*Given problem*
Turn every line of the records below into a numbered list, skipping any blank lines.

---+---

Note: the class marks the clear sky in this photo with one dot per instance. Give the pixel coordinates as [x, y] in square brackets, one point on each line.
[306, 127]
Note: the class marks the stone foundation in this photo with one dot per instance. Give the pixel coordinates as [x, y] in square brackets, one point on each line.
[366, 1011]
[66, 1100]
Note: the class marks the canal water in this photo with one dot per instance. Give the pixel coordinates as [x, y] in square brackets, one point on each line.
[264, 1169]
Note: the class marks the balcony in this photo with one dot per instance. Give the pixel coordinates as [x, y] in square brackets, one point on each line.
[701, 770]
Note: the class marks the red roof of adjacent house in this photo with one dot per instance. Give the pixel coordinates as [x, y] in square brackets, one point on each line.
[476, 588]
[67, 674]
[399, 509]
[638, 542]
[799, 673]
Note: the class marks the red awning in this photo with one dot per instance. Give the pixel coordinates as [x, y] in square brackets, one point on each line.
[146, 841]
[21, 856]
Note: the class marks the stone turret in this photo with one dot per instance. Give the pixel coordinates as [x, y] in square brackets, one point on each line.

---+---

*The answer*
1. Note: the class marks the clear sky in this photo with one dot per instance. Give the pixel coordinates as [x, y] in square brackets, one point on each line.
2. [306, 127]
3. Note: the class marks the stone foundation in this photo with one dot per instance. Give the pixel coordinates as [x, y] in square brackets, one point on each line.
4. [366, 1011]
5. [66, 1100]
6. Note: the class marks the canal water in this photo with one dot per instance. Give the pixel coordinates as [x, y] in square brackets, one point on each line.
7. [264, 1169]
8. Note: the class marks the balcony in this photo with one dot per instance. Give the pixel coordinates as [x, y] in square brackets, one point on each line.
9. [701, 770]
10. Note: the class marks the red roof of adjacent house in this photo with one dot per instance. Give the pixel coordinates as [x, y] in square brackets, one point on each line.
11. [476, 588]
12. [67, 674]
13. [399, 509]
14. [638, 542]
15. [799, 673]
16. Note: the class marks the red awning in this photo with one dot per instance. Give the pixel coordinates as [x, y] in square brackets, one point on each line.
17. [146, 841]
18. [21, 856]
19. Note: the class marks the stone turret in this photo with one dot per instance. Give the pixel coordinates as [x, y] in square brackets, one point on each line.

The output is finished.